(What is needed) Word for word, reproduce each entry.

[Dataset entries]
######

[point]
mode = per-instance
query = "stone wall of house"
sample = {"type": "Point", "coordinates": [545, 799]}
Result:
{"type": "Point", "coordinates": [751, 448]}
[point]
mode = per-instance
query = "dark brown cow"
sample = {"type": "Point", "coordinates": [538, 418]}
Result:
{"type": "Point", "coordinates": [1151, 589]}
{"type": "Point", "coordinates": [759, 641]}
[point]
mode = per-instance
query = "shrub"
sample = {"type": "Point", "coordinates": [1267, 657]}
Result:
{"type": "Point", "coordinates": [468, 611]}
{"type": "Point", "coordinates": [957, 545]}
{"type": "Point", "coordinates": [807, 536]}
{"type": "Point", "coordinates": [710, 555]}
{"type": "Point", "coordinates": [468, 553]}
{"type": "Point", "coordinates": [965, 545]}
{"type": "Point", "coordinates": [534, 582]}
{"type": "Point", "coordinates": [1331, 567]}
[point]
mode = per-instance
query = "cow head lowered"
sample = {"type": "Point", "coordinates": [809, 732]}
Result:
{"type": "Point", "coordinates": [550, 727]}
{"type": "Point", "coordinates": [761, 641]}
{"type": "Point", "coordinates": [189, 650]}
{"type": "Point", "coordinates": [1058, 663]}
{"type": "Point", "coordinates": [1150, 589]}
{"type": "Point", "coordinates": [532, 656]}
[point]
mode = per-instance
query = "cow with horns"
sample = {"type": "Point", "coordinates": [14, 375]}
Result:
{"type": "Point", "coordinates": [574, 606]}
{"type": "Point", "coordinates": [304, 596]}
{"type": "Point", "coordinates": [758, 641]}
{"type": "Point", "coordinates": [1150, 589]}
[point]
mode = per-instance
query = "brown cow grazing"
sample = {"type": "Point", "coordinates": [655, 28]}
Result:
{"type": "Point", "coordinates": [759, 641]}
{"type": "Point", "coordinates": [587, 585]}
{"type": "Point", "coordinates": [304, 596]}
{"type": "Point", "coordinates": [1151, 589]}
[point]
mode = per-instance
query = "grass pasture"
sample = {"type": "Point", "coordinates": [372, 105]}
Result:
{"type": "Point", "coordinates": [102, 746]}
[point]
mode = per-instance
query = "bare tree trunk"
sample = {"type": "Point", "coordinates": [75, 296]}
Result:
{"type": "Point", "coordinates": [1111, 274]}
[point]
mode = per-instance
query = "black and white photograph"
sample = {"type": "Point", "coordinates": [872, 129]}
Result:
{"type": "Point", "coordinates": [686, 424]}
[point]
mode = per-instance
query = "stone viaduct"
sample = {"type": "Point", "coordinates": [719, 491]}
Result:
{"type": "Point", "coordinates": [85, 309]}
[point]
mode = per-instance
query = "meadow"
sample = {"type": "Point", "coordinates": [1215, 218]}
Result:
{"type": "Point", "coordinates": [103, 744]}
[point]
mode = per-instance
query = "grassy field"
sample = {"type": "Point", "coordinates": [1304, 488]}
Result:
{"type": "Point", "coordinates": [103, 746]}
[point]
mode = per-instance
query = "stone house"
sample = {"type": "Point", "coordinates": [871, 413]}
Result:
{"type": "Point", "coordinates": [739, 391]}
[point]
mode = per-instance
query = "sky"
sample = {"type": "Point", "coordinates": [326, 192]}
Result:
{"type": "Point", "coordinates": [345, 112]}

######

(Written reply)
[point]
mode = per-instance
query = "stone wall of house"
sample = {"type": "Point", "coordinates": [545, 799]}
Result:
{"type": "Point", "coordinates": [751, 448]}
[point]
mode = per-instance
query = "dark brown cow"
sample = {"type": "Point", "coordinates": [538, 418]}
Result:
{"type": "Point", "coordinates": [1151, 589]}
{"type": "Point", "coordinates": [759, 641]}
[point]
mode = per-instance
query = "shrub"
sample = {"type": "Point", "coordinates": [1267, 657]}
Result:
{"type": "Point", "coordinates": [468, 611]}
{"type": "Point", "coordinates": [957, 545]}
{"type": "Point", "coordinates": [807, 536]}
{"type": "Point", "coordinates": [710, 555]}
{"type": "Point", "coordinates": [468, 553]}
{"type": "Point", "coordinates": [965, 545]}
{"type": "Point", "coordinates": [534, 582]}
{"type": "Point", "coordinates": [1331, 567]}
[point]
mode = per-instance
query = "cow head lowered"
sample = {"type": "Point", "coordinates": [809, 732]}
Result:
{"type": "Point", "coordinates": [550, 727]}
{"type": "Point", "coordinates": [761, 641]}
{"type": "Point", "coordinates": [189, 650]}
{"type": "Point", "coordinates": [1058, 663]}
{"type": "Point", "coordinates": [1150, 589]}
{"type": "Point", "coordinates": [532, 656]}
[point]
mode = per-instance
query = "cow with horns"
sample = {"type": "Point", "coordinates": [14, 375]}
Result:
{"type": "Point", "coordinates": [574, 606]}
{"type": "Point", "coordinates": [304, 596]}
{"type": "Point", "coordinates": [758, 641]}
{"type": "Point", "coordinates": [1150, 589]}
[point]
mode = per-instance
query = "brown cow grazing"
sample = {"type": "Point", "coordinates": [655, 28]}
Result:
{"type": "Point", "coordinates": [759, 641]}
{"type": "Point", "coordinates": [587, 585]}
{"type": "Point", "coordinates": [304, 596]}
{"type": "Point", "coordinates": [1151, 589]}
[point]
mode = per-instance
query = "grass pasture"
sample = {"type": "Point", "coordinates": [372, 105]}
Result:
{"type": "Point", "coordinates": [102, 746]}
[point]
mode = per-instance
query = "bare tree trunk"
sample = {"type": "Point", "coordinates": [75, 296]}
Result:
{"type": "Point", "coordinates": [1111, 274]}
[point]
mode = per-instance
query = "black and white photograph"
sample = {"type": "Point", "coordinates": [872, 129]}
Result:
{"type": "Point", "coordinates": [686, 424]}
[point]
mode = per-instance
query = "stone viaduct"
sample = {"type": "Point", "coordinates": [719, 491]}
Result:
{"type": "Point", "coordinates": [85, 309]}
[point]
mode = per-instance
query = "meadow"
sample = {"type": "Point", "coordinates": [1215, 218]}
Result:
{"type": "Point", "coordinates": [103, 744]}
[point]
mode = per-instance
query = "grassy field"
sample = {"type": "Point", "coordinates": [1304, 488]}
Result:
{"type": "Point", "coordinates": [103, 746]}
[point]
mode = per-instance
query = "stone house"
sample = {"type": "Point", "coordinates": [871, 413]}
Result:
{"type": "Point", "coordinates": [739, 391]}
[point]
mode = per-instance
query = "sky"
sample = {"type": "Point", "coordinates": [326, 192]}
Result:
{"type": "Point", "coordinates": [345, 112]}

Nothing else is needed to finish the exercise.